Look down the entries below and report how many lines hold the string "shadow"; write nothing else.

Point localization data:
+ + + + + + +
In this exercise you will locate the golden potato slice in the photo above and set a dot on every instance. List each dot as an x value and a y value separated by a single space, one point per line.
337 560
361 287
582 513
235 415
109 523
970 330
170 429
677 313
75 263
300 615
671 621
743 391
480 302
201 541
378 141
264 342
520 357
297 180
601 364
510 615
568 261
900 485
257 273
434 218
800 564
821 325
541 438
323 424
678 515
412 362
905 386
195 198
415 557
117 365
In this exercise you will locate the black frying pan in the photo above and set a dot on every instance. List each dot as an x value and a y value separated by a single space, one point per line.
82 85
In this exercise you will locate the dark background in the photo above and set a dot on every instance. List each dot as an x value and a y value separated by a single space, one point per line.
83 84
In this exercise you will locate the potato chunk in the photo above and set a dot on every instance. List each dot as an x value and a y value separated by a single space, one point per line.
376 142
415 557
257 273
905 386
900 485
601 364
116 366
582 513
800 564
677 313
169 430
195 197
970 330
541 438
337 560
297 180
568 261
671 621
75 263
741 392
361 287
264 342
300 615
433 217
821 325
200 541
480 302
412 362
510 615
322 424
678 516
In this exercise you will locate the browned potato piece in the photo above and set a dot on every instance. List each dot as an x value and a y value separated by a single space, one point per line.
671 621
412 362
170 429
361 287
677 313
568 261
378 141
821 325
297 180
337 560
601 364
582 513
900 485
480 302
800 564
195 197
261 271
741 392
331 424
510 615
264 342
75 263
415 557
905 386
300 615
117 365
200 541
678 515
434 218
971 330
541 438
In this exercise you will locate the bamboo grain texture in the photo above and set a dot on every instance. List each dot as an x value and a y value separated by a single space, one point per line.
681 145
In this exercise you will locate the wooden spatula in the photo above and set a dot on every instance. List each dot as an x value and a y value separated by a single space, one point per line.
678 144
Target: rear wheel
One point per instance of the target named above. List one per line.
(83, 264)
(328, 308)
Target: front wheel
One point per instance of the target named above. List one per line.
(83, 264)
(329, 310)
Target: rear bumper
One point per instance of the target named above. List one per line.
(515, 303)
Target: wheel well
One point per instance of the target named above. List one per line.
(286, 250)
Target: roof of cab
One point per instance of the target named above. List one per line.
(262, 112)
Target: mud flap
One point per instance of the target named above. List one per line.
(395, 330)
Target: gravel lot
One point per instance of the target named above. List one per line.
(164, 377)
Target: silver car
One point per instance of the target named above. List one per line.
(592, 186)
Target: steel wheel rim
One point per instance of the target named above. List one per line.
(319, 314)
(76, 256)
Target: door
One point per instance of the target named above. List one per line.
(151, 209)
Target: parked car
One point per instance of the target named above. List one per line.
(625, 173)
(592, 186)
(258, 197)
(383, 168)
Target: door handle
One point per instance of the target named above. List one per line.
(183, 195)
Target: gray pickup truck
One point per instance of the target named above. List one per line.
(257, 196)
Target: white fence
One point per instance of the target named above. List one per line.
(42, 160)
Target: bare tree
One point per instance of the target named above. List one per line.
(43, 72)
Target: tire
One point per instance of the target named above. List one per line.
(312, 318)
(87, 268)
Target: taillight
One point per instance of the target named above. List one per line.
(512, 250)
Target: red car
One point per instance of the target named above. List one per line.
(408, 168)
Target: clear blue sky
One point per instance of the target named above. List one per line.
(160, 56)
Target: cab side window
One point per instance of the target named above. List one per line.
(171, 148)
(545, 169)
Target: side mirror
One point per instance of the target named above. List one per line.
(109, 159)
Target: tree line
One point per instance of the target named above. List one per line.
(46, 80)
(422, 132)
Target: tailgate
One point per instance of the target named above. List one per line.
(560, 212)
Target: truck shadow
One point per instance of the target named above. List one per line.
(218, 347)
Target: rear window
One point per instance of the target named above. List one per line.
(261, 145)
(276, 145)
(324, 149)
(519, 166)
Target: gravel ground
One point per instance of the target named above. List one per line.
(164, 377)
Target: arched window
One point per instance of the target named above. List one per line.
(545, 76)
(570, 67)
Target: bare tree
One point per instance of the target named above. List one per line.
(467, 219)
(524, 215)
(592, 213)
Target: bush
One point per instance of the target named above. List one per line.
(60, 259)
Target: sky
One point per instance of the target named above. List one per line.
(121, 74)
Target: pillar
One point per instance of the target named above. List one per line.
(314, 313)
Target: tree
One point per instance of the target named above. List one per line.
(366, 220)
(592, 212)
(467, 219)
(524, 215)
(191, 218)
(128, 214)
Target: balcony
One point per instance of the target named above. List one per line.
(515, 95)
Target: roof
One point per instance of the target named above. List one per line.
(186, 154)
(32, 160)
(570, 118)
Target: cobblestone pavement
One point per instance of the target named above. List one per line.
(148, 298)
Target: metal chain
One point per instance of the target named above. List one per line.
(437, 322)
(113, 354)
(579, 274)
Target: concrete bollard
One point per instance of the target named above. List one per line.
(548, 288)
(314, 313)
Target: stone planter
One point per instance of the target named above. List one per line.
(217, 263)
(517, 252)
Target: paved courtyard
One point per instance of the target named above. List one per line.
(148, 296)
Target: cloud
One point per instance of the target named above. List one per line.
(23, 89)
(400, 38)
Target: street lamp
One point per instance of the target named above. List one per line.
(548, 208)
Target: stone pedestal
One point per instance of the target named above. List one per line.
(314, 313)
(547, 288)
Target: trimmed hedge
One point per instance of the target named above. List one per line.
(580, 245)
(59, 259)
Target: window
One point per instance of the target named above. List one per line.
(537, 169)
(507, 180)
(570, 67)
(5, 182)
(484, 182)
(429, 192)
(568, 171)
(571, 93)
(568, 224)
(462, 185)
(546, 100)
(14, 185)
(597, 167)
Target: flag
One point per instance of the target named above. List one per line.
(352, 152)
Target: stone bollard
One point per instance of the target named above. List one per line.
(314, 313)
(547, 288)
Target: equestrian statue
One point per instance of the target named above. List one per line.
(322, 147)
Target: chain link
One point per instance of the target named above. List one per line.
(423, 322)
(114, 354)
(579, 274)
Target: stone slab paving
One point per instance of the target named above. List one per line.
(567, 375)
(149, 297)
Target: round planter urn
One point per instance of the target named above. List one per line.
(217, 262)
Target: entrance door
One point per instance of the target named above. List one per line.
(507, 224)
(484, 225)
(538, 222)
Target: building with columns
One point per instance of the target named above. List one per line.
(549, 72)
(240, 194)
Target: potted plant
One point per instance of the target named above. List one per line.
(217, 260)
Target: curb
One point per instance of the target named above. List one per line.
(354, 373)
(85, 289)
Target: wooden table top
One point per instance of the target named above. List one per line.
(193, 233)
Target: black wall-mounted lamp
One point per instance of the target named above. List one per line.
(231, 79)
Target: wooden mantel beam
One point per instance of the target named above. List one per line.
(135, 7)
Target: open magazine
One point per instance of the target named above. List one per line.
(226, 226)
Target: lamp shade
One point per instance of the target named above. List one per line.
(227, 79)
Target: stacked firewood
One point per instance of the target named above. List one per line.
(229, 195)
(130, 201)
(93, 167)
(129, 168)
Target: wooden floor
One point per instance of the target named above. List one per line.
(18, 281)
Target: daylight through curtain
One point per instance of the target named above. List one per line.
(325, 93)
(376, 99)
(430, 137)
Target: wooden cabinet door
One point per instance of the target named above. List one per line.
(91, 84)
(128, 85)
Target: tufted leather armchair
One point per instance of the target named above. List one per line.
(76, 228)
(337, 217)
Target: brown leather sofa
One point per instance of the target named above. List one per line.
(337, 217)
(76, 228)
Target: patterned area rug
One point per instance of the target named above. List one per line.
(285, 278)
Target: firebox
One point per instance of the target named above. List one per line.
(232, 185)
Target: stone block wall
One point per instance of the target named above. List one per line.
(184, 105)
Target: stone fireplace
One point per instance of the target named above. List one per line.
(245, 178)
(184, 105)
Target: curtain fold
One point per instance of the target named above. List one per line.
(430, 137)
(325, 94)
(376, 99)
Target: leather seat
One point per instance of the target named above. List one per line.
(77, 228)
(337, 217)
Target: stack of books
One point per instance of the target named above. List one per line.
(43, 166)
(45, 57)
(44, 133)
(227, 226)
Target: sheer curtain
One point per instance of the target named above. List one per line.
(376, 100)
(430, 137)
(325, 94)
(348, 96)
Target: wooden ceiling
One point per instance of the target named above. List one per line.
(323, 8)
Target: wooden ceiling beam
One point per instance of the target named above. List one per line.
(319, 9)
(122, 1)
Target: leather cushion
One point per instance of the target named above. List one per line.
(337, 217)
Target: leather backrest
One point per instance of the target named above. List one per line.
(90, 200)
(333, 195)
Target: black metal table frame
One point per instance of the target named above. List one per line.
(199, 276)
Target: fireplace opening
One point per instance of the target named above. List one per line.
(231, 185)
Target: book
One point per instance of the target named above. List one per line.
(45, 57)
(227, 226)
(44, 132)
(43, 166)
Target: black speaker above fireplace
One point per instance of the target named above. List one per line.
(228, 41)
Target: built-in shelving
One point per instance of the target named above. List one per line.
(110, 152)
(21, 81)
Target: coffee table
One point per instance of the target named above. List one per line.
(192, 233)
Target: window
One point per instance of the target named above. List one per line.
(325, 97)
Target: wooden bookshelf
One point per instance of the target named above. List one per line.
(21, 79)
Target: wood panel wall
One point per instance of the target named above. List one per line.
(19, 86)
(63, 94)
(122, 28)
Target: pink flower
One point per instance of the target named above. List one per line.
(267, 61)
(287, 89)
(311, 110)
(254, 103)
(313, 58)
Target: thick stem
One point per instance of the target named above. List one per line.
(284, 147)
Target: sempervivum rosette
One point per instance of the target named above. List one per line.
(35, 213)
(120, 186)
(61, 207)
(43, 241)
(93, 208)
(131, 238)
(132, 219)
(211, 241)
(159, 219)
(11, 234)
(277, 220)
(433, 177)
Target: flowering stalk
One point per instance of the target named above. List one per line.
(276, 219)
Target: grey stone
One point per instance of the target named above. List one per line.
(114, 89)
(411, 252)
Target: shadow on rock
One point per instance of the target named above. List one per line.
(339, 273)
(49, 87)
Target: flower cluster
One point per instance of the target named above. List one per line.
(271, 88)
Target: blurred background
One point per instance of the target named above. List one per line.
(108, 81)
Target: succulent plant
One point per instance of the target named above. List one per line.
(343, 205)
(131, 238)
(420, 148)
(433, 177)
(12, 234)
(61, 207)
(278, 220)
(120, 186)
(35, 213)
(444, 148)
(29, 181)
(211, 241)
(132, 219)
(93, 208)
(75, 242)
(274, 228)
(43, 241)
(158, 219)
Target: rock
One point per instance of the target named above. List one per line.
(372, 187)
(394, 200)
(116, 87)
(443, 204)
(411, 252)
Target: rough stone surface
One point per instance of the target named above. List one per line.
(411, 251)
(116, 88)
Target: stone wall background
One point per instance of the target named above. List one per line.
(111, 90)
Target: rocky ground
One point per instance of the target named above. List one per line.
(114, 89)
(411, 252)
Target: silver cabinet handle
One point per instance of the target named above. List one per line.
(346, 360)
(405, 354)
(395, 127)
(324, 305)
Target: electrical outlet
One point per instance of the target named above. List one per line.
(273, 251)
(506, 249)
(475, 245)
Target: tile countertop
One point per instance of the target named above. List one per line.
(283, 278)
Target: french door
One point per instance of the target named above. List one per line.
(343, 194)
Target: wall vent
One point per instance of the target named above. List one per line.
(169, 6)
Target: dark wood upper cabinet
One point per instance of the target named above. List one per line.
+ + + + + + +
TASK OUTPUT
2